Pointing data excerpts
□ □ □ □ □ □ □

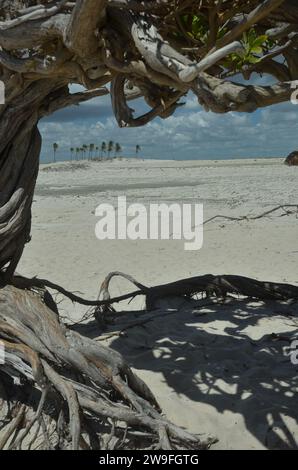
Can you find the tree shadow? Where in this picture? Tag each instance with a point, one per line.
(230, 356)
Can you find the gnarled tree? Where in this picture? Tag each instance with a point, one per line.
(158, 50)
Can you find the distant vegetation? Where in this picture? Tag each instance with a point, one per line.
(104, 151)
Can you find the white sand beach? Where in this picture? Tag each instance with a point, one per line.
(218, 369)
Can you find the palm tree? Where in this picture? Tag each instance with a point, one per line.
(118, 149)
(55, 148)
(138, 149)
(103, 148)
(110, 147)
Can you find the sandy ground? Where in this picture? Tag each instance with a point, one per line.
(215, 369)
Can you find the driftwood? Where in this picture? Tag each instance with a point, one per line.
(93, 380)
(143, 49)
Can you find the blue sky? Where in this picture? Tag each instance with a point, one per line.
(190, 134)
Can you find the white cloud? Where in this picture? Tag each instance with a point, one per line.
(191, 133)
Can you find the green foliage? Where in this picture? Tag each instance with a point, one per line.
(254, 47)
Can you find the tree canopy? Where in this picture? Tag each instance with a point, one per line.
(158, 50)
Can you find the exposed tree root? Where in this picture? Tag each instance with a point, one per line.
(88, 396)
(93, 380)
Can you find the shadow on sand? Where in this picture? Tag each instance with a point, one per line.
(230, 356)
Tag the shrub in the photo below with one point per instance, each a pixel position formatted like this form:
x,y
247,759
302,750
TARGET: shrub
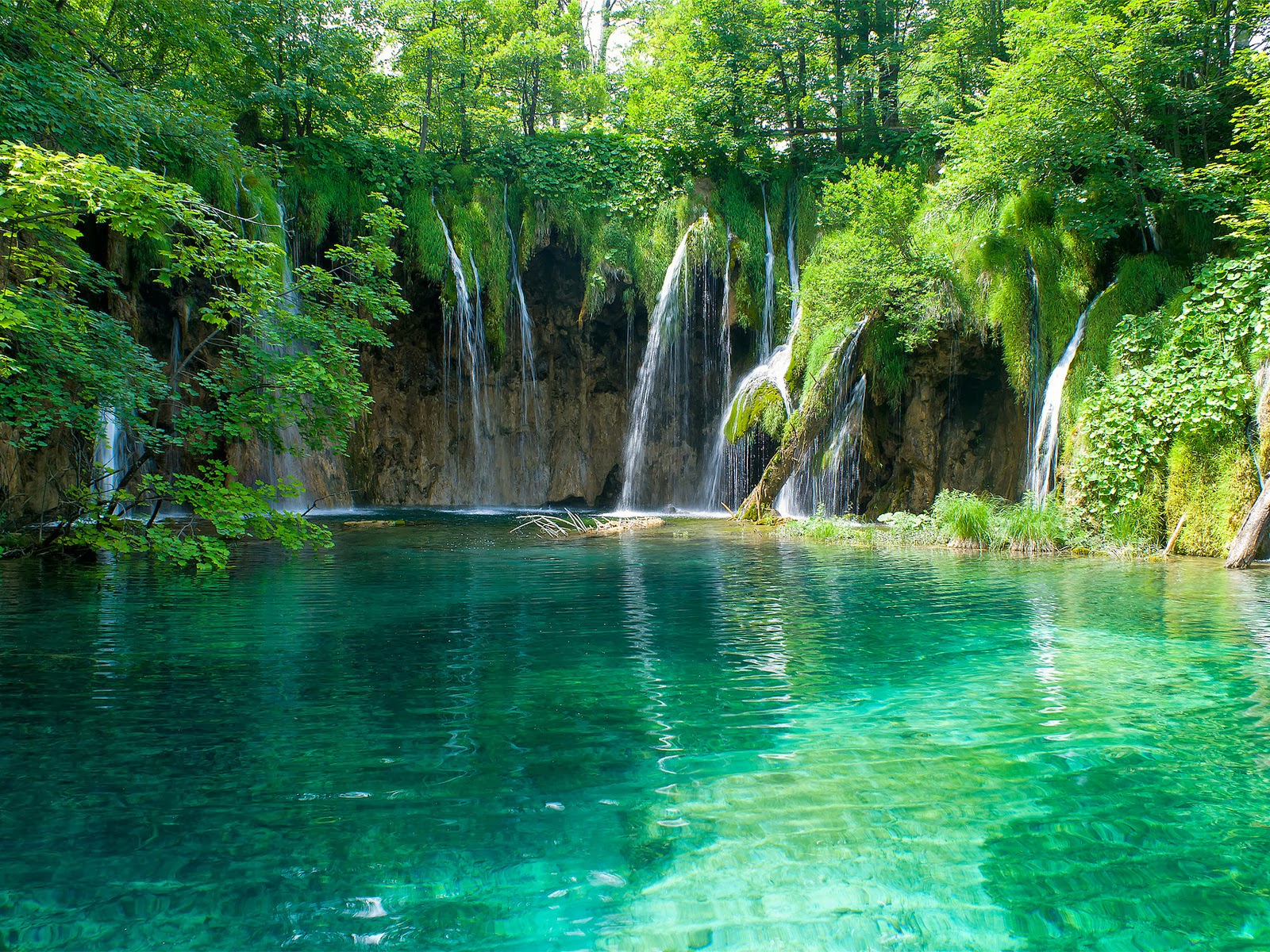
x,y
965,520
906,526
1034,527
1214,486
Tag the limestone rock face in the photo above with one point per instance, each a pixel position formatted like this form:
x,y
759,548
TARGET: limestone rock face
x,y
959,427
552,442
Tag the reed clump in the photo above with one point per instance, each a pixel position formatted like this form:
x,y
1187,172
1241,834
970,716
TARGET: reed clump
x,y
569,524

□ □ □ □ □ □ □

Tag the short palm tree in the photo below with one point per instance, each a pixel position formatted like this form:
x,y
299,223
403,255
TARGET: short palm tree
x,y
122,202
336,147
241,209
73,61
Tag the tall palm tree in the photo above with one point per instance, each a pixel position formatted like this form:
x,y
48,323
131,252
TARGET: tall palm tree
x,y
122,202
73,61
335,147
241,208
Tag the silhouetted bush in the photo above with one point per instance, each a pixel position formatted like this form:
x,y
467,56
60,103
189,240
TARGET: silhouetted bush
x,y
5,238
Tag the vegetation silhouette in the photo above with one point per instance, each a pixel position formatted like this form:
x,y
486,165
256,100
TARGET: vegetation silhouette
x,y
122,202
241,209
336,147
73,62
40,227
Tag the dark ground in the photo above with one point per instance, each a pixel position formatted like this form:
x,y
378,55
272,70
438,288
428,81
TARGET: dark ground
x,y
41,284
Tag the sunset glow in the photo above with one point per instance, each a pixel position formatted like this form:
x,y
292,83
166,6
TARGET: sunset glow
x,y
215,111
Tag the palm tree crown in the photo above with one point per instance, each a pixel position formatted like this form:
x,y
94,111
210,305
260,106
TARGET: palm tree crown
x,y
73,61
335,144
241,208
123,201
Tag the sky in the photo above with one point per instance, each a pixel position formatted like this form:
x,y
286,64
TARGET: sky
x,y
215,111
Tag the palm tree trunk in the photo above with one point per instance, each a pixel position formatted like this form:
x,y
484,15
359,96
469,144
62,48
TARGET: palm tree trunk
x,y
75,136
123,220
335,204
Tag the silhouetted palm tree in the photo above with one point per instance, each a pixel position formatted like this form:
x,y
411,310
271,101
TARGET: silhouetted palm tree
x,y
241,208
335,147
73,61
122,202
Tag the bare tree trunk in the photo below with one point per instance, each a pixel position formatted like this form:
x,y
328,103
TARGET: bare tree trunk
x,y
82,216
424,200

□ □ □ □ □ □ □

Required task
Count the lines of the records above that contain the string "short", matching case exactly. Reply with the number alone.

Problem solution
2